Your objective
Every line of the data must be copied exactly.

Given information
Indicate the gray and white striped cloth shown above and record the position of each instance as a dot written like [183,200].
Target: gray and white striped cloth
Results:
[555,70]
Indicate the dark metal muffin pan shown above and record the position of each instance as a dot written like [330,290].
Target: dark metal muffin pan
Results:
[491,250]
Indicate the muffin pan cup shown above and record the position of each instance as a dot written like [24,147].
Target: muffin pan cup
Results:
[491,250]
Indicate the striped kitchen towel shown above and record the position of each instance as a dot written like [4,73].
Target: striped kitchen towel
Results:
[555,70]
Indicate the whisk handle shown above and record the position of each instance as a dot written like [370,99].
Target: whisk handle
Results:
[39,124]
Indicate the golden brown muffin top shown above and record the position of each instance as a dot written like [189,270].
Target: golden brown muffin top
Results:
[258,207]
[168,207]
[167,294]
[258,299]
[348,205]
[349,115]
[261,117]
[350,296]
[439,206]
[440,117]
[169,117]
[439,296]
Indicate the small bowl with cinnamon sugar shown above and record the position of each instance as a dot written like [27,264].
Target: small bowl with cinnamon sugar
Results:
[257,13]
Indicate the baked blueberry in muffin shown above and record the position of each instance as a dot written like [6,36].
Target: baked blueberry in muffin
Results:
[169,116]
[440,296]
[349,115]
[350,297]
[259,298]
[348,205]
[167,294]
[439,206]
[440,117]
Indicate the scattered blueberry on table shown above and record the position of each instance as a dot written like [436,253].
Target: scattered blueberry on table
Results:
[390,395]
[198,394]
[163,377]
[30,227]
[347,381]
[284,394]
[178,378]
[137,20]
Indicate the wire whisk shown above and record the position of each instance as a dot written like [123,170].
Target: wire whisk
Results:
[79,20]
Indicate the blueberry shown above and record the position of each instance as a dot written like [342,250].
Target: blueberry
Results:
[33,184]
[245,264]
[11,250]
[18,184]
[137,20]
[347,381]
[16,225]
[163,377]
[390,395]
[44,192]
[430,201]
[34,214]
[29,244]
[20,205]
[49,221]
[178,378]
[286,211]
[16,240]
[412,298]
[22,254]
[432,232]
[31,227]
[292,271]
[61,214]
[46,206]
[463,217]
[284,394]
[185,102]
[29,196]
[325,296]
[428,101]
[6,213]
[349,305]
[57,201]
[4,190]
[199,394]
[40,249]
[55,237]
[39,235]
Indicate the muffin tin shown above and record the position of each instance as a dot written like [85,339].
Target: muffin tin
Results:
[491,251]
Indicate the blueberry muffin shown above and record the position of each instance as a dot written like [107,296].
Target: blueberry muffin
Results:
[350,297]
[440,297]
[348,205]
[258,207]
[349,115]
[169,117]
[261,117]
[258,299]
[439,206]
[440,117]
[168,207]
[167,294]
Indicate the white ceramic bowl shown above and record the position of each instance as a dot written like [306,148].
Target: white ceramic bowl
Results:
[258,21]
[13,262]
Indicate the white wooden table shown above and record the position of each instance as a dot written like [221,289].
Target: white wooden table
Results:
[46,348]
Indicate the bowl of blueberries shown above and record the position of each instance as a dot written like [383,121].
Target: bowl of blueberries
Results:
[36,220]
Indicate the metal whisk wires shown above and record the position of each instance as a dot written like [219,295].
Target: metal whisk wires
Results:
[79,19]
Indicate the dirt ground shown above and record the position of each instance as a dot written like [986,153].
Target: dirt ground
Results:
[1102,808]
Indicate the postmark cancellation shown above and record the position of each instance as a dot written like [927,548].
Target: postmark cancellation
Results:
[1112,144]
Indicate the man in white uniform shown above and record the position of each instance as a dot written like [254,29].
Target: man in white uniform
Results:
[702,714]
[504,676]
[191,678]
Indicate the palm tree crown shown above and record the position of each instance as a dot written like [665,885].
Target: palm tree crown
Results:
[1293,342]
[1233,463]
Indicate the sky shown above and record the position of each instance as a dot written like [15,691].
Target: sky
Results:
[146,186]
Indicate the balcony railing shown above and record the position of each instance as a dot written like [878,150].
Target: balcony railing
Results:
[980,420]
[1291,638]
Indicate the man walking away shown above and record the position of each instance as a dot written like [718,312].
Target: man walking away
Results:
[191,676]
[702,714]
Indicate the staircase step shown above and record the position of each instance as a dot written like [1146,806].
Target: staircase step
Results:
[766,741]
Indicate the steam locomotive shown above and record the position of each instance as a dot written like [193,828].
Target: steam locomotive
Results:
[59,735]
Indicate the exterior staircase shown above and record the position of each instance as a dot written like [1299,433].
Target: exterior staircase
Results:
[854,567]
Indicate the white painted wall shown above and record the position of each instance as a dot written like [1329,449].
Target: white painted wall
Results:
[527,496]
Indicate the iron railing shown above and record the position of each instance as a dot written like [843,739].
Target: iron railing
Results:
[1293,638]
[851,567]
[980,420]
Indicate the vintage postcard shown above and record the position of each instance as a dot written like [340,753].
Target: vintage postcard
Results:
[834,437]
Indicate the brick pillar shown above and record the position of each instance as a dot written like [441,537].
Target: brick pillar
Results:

Solved exercise
Indicate the gray and white striped cloth shown above and record the position of each instance as a dot written like [183,200].
Target: gray and white striped cloth
Results:
[555,70]
Indicate the dark metal muffin pan shown above and record the position of each instance as a dot written like [330,290].
Target: dark metal muffin pan
Results:
[491,250]
Indicate the muffin pan cup shown above and record the position of each instance as a dot written like [24,147].
Target: muffin pan cup
Results:
[491,250]
Indicate the striped kitchen towel shown above and record the position of each instance as a dot written like [4,73].
Target: striped kitchen towel
Results:
[555,70]
Indicate the whisk handle shown above and record the position of each instance as a dot written like [370,99].
Target: whisk handle
Results:
[39,124]
Indicate the golden brown muffin top shown above and record the position of each instance as a dot written like [189,270].
Target: golden brown muffin top
Results:
[258,207]
[168,207]
[167,294]
[258,299]
[348,205]
[349,115]
[261,117]
[350,296]
[439,206]
[440,117]
[169,117]
[439,296]
Indicate the small bowl with cinnamon sugar shown above and record the position of each instance as a dot written like [27,264].
Target: small bowl with cinnamon sugar
Results:
[257,13]
Indicate the baked blueberry in muffin shown above and record the position of each instance as a dot written like [6,36].
Target: baked blueberry in muffin
Results:
[169,116]
[440,296]
[349,115]
[350,297]
[259,298]
[348,205]
[167,294]
[439,206]
[440,117]
Indicate the scattered blueberry on table shown above and record the position of each instance as a dot written like [436,253].
Target: scattered blueberry on table
Results:
[390,395]
[198,394]
[163,377]
[30,227]
[347,381]
[284,394]
[178,378]
[137,20]
Indicate the wire whisk shown above and record the position of each instance as a dot written like [123,170].
Target: wire whisk
Results:
[79,20]
Indicate the blueberry shown above and record the position of each instance as a dot written like [342,250].
Target: blueberry
Results:
[33,184]
[245,264]
[11,250]
[18,184]
[137,20]
[347,381]
[16,225]
[163,377]
[390,395]
[44,192]
[430,201]
[34,214]
[29,244]
[20,205]
[49,221]
[178,378]
[286,211]
[16,240]
[412,298]
[22,254]
[432,232]
[31,227]
[292,271]
[61,214]
[46,206]
[463,217]
[284,394]
[185,102]
[29,196]
[325,296]
[428,101]
[6,213]
[349,305]
[57,201]
[4,190]
[199,394]
[40,249]
[55,237]
[39,235]
Indicate the muffin tin shown above and record the position of each instance as a dot written like [85,339].
Target: muffin tin
Results:
[491,251]
Indicate the blueberry muffin shown above and record the position of each instance as a dot written like [107,296].
Target: blueberry muffin
Results:
[350,297]
[440,297]
[348,205]
[258,207]
[349,115]
[169,117]
[261,117]
[258,299]
[439,206]
[440,117]
[168,207]
[167,294]
Indicate the white ceramic bowl shown above and record the position of each instance as a dot written like [306,148].
Target: white ceramic bowl
Results:
[258,21]
[13,262]
Indicate the white wooden table shown above and record the position of each instance as a dot written like [221,289].
Target: white wooden table
Results:
[46,348]
Indicate the bowl of blueberries shown above and record the position of each instance as a dot written like [383,121].
Target: bowl of blueberries
Results:
[36,220]
Indicate the metal whisk wires shown above and record the position of each instance as a dot written like [219,295].
Target: metal whisk wires
Results:
[79,19]
Indicate the dirt ground shown above and record the position of each instance as a dot written like [986,153].
Target: dirt ground
Results:
[1102,808]
Indicate the postmark cancellation shown above and record the position of each instance as a dot written like [927,548].
Target: postmark cancellation
Results:
[1112,144]
Indicate the man in white uniform shown above and record the position of each instance as a dot written like [254,29].
Target: man in white uniform
Results:
[702,714]
[504,676]
[191,678]
Indicate the palm tree crown shown above and record the position of each instance as a dot written like [665,885].
Target: palm tree crown
Results:
[1293,342]
[1233,463]
Indicate the sky shown above and record the position of each instance as a dot written like [15,691].
Target: sky
Results:
[146,186]
Indicate the balcony railing shown above and record the position of each instance as a dot written like [878,150].
Target: balcony railing
Results:
[980,420]
[1291,638]
Indicate the man walking away shown above and record the position of each instance as a dot written like [718,312].
Target: man walking away
Results:
[191,676]
[702,714]
Indicate the staircase step shown above and record the position of each instance as a dot written like [1146,806].
Target: staircase step
Results:
[766,741]
Indicate the steam locomotive shown above and record the position of each instance as a dot written like [193,828].
Target: steam locomotive
Results:
[59,735]
Indicate the exterior staircase shown above and record the position of each instance as a dot written like [1299,433].
Target: exterior staircase
Results:
[854,567]
Indicate the white painted wall shown above and record the position of each instance as a dot written like [1329,449].
Target: white painted wall
Results:
[527,496]
Indicate the iron railing shown above and record the position of each instance as a dot written like [843,739].
Target: iron railing
Results:
[1293,638]
[851,567]
[980,420]
Indicate the vintage postcard shown above and record the position of each instance as a dot written like [340,753].
Target: vintage postcard
Results:
[834,437]
Indicate the brick pillar shown above and record the position of each instance as a dot written like [441,537].
Target: brick pillar
Results:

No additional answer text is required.